DOCUMENT
══════════════════════════════

Since 70 percent of pollution in surface water comes from stormwater, this water filtration is vital to environmental protection. Rich in soil organic material, compost amended soil in the first few inches of topsoil increases soil infiltration, retains more water, and promotes plant growth. Organic rich mulch as a top layer keeps the soil moist and prevents unwanted weed growth.

Rain gardens are great for residential properties but also commercial sites and public spaces. Planted with grasses and flowering perennials, these beautiful landscapes are cost-effective and provide ecosystem benefits.

Where to Use Treatment

Ideally, use treatment in low-lying areas where water naturally drains or is diverted. Since stormwater should soak into the ground within 1 to 3 days, areas where the water table is naturally high, or land is often saturated, is not a good location.

══════════════════════════════

GIVEN DATA
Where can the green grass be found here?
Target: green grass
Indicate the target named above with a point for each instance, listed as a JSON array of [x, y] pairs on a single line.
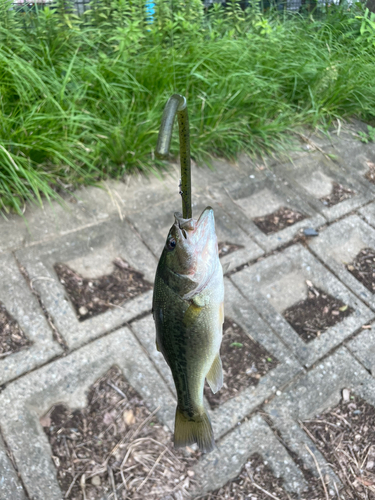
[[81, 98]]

══════════════════════════════

DIRECTIONS
Answer from the rain garden text:
1. What share of pollution in surface water comes from stormwater?
2. Besides residential properties, where does the text say rain gardens work well?
3. Within what span of days should stormwater soak into the ground?

SOLUTION TO THE EXERCISE
1. 70 percent
2. Commercial sites and public spaces
3. 1 to 3 days